**CONSIGNE**.
Relevez, s'il vous plaît, tous les compositeurs nommés dans le texte ci-dessous.

---------- TEXTE DE LA PAGE ----------

Dans D’un bout à l’autre, il y a bien des choses qui s’entremêlent. Deux particulièrement. D’un côté, la beauté, la saveur, la bonté des rituels juifs ; de l’autre, la sauvagerie des sévices endurés par une mère et son enfant. Que ces sévices puissent venir d’un homme immergé dans ces rituels, voilà qui donne la mesure de la démesure de la vie... Pour faire toucher du doigt cet entrelacs, je voudrais citer un paragraphe où l’auteure évoque le narrateur. Qui est ce narrateur ? Je n’en sais trop rien, si ce n’est elle lorsque le temps a fait d’elle une autre que la grande enfant évoquée. C’est que l’écriture émane de je, d’elle, de lui, sans que l’on sache très bien démêler cet autre entrelacement. Géralde Nakam narre des choses perçues par plusieurs regards, plusieurs plaisirs, plusieurs souffrances, dont certains sont devinés, devinés et compris. L’enfant vient de dire le mal que lui fit celui qui brisa le disque de Jean-Sébastien Bach qu’elle goûtait tant :
« Le narrateur se tut un moment, il avait depuis longtemps cessé de fumer. Sa cigarette se consumait seule dans une soucoupe, mais sa braise rougeoyait et brûlait comme la souffrance qu’il venait de recréer. Lui aussi, une musique de Bach, de Mozart, de Couperin, apaisait son angoisse, ressoudait, ré-harmonisait les morceaux brisés de son être. Il comprenait d’autant mieux, précisément, comment ce disque brisé avait mis en pièces l’adolescente. Il avait rapporté les épisodes d’une seule traite, tout au long de la soirée. Mais c’était par bribes qu’il les avait appris, parmi tant d’autres. » (p. 59)
Oui, des bribes. Y a-t-il jamais autre chose que des bribes ?

On sait combien Géralde Nakam peut être méthodique, cohérente, rationnelle, logique, lorsqu’elle se consacre à l’histoire. Ici, elle n’est qu’émotion, délectation, dégoût, colère, générosité, magnanimité. C’est qu’elle se laisse convaincre par les choses, par les saveurs, par la lumière, par les objets, par les gens aussi, mais davantage en ce qu’ils sont qu’en ce qu’ils disent. Au point que l’on finit par douter de ce que peut valoir une construction intellectuelle par rapport à quelque chose d’éprouvé, de touché, de goûté, d’aimé. Lorsqu’elle rend compte d’un plat apprécié, la frita par exemple, c’est bien d’autre chose que d’une recette qu’il est question :
« Prenez d’abord un canoun. C’est indispensable. Remplissez-le de charbon de bois. Les braises rougeoient. Ranimez le feu en éventant avec une feuille de carton. Tout cela est évidemment essentiel. Patience, surtout ! Les poivrons verts posés sur un gril au-dessus des braises juste à point commencent à grésiller ? Retirez-les au premier éclatement de leur peau. Mettez à refroidir dans un plat avant de les peler, de sorte que leur chair soit mise à nu sans blessure. Les tomates, à présent. Les griller de même, sans les brûler, puis les peler soigneusement. Que la chair reste intacte. Et qu’il n’aille pas rester non plus la moindre parcelle de pelure noircie !

---------- LIGNES ENREGISTRÉES ----------

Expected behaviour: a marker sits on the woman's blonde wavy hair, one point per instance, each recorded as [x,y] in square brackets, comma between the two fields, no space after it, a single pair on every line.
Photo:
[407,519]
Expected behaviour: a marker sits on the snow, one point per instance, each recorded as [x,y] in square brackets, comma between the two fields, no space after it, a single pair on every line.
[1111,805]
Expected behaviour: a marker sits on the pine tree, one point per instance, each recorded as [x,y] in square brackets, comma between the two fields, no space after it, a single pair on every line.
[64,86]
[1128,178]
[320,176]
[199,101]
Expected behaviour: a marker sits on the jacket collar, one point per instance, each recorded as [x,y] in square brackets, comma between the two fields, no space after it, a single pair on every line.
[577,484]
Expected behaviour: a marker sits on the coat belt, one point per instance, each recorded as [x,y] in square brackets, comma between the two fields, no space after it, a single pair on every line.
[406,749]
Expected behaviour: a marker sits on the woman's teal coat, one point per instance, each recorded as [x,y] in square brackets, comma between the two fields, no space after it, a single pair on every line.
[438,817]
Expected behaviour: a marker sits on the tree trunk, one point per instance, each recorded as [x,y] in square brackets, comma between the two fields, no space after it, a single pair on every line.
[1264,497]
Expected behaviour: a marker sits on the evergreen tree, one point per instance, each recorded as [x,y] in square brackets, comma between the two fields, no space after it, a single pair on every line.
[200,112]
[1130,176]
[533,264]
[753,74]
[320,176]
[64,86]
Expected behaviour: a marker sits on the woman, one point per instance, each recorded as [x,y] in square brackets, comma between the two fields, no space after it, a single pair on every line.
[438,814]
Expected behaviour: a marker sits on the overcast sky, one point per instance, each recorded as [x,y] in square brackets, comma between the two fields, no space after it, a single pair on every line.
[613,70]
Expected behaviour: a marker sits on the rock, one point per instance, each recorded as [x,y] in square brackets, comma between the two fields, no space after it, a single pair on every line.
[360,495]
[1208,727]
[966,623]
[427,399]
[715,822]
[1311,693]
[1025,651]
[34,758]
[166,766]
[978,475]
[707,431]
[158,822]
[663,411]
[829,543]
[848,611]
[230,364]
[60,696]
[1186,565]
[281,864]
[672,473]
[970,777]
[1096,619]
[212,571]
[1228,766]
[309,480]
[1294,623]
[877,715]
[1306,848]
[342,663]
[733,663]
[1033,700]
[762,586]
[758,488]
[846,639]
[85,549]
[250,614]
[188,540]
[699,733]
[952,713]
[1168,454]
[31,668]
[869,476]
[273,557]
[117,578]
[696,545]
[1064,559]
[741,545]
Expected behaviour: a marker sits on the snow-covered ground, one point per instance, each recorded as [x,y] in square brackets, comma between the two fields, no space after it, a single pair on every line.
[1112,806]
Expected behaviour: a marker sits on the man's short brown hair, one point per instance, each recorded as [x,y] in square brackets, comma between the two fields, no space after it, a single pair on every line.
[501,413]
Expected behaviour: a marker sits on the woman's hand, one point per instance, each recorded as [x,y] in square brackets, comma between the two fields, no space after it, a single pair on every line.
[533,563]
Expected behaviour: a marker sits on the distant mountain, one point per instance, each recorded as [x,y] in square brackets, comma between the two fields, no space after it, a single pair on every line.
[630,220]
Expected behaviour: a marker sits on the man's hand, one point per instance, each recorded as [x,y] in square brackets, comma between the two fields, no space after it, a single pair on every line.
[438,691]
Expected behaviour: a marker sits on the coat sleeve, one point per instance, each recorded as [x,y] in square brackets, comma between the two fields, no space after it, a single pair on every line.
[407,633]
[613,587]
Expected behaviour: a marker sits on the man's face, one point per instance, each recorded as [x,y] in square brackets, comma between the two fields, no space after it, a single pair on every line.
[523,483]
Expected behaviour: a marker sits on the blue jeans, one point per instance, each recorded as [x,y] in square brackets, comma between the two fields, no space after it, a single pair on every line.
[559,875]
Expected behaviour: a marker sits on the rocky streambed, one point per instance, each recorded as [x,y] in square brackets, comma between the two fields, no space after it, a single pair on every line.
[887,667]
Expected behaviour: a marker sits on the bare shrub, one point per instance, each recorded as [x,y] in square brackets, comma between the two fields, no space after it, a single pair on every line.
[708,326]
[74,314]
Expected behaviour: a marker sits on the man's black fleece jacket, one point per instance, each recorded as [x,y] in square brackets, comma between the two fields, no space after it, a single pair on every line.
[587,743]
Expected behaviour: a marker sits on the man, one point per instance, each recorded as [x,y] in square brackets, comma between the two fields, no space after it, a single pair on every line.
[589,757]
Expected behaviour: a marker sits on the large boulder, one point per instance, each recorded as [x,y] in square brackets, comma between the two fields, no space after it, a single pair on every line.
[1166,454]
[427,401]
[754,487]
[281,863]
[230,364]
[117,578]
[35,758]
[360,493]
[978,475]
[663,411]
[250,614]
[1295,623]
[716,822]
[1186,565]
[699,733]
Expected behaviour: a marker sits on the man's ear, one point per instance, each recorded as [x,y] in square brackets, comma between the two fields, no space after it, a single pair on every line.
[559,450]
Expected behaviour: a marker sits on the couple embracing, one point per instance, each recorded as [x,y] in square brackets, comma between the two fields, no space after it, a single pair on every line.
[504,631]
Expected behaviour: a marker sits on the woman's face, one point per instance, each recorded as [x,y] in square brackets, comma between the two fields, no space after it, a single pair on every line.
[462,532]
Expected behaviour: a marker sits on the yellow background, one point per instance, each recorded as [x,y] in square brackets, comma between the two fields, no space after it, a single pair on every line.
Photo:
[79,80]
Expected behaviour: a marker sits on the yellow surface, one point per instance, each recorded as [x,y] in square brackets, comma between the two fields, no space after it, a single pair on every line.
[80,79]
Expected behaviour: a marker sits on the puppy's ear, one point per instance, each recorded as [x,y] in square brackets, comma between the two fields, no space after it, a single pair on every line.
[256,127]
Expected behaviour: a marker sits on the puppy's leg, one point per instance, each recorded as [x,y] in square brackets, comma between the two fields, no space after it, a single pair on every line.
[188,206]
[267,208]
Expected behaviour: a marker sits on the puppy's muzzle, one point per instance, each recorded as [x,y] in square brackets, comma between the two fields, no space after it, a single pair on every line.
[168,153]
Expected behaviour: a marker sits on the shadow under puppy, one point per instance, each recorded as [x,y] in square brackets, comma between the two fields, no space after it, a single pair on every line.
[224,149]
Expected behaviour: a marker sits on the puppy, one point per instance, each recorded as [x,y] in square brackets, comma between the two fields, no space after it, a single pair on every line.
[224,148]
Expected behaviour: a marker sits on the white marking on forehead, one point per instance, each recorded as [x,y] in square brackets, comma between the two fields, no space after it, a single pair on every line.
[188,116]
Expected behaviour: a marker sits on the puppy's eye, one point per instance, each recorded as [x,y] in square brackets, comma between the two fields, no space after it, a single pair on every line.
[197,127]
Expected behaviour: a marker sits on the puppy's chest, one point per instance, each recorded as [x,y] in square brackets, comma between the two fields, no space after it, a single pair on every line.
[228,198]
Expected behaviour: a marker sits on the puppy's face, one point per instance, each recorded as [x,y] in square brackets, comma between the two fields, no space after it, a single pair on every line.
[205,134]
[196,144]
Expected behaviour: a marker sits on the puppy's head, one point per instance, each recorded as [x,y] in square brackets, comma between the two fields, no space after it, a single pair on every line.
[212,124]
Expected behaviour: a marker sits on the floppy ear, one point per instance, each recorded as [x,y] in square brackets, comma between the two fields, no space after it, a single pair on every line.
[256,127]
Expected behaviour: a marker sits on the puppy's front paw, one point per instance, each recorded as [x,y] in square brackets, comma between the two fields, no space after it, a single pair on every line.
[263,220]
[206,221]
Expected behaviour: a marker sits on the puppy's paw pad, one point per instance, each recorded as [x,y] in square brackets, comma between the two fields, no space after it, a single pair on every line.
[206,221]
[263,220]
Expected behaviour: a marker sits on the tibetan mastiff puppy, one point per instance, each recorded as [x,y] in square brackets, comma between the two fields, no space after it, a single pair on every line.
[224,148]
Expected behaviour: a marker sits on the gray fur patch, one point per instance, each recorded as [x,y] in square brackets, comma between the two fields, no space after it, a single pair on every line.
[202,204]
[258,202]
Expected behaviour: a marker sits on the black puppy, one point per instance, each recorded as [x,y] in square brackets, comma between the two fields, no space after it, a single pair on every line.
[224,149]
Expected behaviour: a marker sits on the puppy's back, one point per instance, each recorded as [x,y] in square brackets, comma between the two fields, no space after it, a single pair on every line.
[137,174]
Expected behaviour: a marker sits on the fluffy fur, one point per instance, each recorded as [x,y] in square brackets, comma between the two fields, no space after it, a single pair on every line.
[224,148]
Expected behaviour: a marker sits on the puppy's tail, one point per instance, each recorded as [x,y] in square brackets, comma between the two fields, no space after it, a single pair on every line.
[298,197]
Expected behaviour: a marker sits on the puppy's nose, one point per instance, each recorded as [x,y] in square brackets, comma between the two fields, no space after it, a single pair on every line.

----------

**RÉPONSE**.
Jean-Sébastien Bach, Mozart, Couperin